##### Source records #####

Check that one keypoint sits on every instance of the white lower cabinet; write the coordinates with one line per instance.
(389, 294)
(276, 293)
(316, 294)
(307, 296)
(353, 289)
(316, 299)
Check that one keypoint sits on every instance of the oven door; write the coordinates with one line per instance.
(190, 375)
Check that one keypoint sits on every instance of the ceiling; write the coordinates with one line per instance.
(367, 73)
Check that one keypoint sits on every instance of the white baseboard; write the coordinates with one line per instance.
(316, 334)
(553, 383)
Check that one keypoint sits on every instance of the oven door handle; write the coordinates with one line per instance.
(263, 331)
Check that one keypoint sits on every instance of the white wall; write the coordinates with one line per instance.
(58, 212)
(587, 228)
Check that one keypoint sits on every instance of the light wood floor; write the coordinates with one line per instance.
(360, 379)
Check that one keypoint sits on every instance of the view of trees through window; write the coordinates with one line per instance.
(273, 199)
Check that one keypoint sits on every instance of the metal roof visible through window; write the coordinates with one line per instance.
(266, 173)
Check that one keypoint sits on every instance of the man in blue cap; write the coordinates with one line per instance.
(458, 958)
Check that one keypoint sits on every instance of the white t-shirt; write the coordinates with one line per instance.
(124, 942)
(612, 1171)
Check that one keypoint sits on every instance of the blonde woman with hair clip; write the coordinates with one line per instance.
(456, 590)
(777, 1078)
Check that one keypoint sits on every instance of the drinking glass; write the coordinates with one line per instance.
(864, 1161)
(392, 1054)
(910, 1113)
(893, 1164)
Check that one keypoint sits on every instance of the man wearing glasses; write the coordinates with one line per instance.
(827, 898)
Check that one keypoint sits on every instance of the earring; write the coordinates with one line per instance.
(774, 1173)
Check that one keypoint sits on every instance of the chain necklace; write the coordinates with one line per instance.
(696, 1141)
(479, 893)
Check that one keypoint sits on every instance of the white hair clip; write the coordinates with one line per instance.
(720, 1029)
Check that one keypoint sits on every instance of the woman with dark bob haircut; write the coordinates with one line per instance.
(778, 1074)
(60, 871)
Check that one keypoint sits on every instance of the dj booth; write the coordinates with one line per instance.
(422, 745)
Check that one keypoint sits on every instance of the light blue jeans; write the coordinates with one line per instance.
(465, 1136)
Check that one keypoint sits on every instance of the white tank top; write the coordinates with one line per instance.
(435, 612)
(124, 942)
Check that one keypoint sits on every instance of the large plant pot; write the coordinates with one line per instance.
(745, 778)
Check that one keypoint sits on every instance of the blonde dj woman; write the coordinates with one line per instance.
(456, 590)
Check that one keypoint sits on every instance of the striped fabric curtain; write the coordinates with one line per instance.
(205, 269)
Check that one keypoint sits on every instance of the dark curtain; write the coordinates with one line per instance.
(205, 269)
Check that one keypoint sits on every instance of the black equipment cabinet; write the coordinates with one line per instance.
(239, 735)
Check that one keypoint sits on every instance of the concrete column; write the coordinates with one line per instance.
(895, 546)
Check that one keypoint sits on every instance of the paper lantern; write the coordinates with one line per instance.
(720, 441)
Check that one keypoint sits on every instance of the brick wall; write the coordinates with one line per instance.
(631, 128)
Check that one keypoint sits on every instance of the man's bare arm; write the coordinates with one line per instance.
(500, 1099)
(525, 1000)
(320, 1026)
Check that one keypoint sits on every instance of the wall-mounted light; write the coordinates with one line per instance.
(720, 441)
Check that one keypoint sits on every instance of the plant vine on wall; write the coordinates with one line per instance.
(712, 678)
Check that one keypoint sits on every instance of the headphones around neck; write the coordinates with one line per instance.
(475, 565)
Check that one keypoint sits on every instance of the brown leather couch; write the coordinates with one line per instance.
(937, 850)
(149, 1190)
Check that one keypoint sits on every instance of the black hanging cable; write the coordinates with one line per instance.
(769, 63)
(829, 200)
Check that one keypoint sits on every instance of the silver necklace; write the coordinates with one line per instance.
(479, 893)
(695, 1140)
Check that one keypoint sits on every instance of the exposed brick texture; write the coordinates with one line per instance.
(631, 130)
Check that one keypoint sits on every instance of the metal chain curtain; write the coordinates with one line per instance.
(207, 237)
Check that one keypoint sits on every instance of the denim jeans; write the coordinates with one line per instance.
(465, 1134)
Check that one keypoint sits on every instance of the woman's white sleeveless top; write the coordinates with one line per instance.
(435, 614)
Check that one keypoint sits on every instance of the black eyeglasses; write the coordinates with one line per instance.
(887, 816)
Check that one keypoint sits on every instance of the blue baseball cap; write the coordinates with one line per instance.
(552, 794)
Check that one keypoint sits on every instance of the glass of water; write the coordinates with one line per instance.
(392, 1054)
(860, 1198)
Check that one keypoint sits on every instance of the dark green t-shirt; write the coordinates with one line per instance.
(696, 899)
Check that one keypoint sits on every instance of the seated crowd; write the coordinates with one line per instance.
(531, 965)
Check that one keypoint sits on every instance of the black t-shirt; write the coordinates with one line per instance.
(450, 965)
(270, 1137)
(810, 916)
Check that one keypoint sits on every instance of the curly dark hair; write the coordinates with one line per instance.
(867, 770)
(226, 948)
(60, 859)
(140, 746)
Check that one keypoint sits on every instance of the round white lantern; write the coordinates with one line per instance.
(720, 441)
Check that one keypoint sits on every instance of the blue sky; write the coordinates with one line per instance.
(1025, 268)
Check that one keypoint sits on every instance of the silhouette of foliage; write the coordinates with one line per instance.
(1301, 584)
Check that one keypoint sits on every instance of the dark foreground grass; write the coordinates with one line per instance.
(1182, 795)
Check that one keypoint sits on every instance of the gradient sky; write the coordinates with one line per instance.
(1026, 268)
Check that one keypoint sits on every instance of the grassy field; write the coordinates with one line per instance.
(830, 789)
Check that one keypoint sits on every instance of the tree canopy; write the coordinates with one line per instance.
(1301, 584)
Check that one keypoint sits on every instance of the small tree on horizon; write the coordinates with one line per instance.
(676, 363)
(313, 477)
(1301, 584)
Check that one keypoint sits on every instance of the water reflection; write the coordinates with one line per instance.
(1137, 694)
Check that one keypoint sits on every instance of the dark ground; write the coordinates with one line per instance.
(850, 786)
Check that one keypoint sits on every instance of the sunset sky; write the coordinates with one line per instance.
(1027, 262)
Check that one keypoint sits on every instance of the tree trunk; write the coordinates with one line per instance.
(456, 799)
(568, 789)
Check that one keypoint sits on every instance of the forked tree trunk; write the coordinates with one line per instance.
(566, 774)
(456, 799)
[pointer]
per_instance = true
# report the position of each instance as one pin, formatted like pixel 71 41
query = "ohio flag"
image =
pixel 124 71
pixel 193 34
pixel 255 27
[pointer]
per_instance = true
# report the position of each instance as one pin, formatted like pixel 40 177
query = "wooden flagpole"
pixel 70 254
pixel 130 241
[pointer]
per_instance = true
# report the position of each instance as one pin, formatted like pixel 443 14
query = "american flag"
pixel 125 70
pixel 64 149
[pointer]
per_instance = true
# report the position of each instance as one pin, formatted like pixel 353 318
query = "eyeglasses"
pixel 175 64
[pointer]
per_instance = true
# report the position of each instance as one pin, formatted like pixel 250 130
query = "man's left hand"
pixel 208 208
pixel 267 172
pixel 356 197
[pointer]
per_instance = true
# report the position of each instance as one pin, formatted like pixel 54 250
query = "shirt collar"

#####

**Your goal**
Look over the records above, and wherever a line contains the string "each", copy that line.

**Exercise output**
# report the position of each instance as one pin, formatted like pixel 71 41
# report the position of each instance as one pin, formatted like pixel 40 177
# report the position of each instance as one pin, formatted like pixel 443 14
# report the position of each instance as one pin, formatted like pixel 353 318
# report the position of each instance as one pin, formatted like pixel 250 130
# report the position of each instance as one pin, formatted like pixel 54 250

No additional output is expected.